_EXERCISE DETAILS:_ Copy out every record below with complete accuracy.

[Stored entries]
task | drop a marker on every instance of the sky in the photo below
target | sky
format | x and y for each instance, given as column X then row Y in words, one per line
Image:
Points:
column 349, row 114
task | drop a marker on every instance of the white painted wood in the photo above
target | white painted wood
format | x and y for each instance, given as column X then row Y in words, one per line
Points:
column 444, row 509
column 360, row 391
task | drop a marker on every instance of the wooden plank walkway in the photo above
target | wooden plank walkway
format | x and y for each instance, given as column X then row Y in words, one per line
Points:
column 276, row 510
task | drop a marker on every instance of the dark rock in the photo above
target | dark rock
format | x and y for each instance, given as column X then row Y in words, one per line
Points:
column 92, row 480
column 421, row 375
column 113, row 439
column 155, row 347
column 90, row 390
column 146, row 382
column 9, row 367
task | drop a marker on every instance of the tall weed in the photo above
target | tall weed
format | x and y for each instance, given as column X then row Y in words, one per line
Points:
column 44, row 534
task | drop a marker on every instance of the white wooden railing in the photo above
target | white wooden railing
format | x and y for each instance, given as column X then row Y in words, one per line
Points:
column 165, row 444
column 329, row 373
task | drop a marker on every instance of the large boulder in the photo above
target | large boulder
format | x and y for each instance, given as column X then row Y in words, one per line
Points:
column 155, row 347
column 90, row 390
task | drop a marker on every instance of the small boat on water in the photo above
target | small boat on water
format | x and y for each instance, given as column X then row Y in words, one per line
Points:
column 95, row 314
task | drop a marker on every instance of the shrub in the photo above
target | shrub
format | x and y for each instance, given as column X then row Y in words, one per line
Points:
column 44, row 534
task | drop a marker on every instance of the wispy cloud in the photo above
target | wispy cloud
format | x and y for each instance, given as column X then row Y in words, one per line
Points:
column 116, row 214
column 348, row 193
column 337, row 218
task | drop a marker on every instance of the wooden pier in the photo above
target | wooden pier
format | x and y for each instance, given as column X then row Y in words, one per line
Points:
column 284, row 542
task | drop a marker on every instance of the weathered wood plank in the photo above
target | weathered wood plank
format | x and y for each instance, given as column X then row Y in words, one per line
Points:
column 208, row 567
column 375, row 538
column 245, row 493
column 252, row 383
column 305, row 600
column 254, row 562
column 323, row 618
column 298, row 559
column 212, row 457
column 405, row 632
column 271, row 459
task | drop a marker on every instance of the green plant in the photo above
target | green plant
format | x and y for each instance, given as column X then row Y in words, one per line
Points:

_FINAL RESULT:_
task | drop a marker on every instance of the sky in the photo below
target | sky
format | x and y for each instance, given as column X then row Y in words, one per line
Image:
Points:
column 349, row 114
task | drop a marker on every instance of the white painted wood in the photo above
target | white painted wood
format | x and y for each instance, given as column X then row Y in words, one per line
Points:
column 444, row 509
column 360, row 391
task | drop a marker on every instance of the wooden plank walkway in the photo above
target | wooden plank walkway
format | x and y for each instance, given as column X then row Y in words, one per line
Points:
column 276, row 510
task | drop a marker on every instance of the dark rock in the photo above
target | dark rock
format | x and y for each instance, given as column X then row Y in words, one per line
Points:
column 92, row 480
column 421, row 375
column 113, row 439
column 155, row 347
column 90, row 390
column 146, row 382
column 9, row 367
task | drop a marker on every instance of the tall weed in the photo above
target | tall weed
format | x and y for each instance, given as column X then row Y in words, one per line
Points:
column 44, row 534
task | drop a marker on every instance of the white wooden railing in the photo above
target | white wooden railing
format | x and y for each instance, given as column X then row Y in words, one per line
Points:
column 165, row 444
column 329, row 373
task | drop a marker on every instance of the large boulder in the photo above
target | large boulder
format | x and y for each instance, given as column X then row Y in words, one per line
Points:
column 155, row 347
column 90, row 390
task | drop a marker on every instance of the small boat on water in the photo above
target | small boat on water
format | x and y for each instance, given as column X then row Y in words, one per line
Points:
column 95, row 314
task | drop a marker on every instance of the shrub in the photo above
target | shrub
format | x and y for each instance, given as column X then row Y in words, one per line
Points:
column 44, row 534
task | drop a marker on every instance of the wispy cloud in the photo above
target | wispy cloud
format | x and y for each instance, given as column X then row Y in words, one per line
Points:
column 116, row 214
column 348, row 193
column 337, row 218
task | drop a marker on every instance of the wooden pier in the photo above
target | wooden pier
format | x and y for each instance, given as column X then row Y in words, one per line
Points:
column 284, row 542
task | drop a marker on every instance of the weathered wood plank in the photo above
target | weathered wood plank
format | x and y for each instance, given as column X then row Y in words, one per line
Points:
column 208, row 567
column 375, row 538
column 245, row 493
column 252, row 383
column 305, row 600
column 254, row 562
column 323, row 618
column 298, row 559
column 212, row 457
column 405, row 632
column 271, row 459
task | drop a marker on every instance of the green plant in the photo above
target | green plant
format | x and y for each instance, given as column X then row Y in words, one per line
Points:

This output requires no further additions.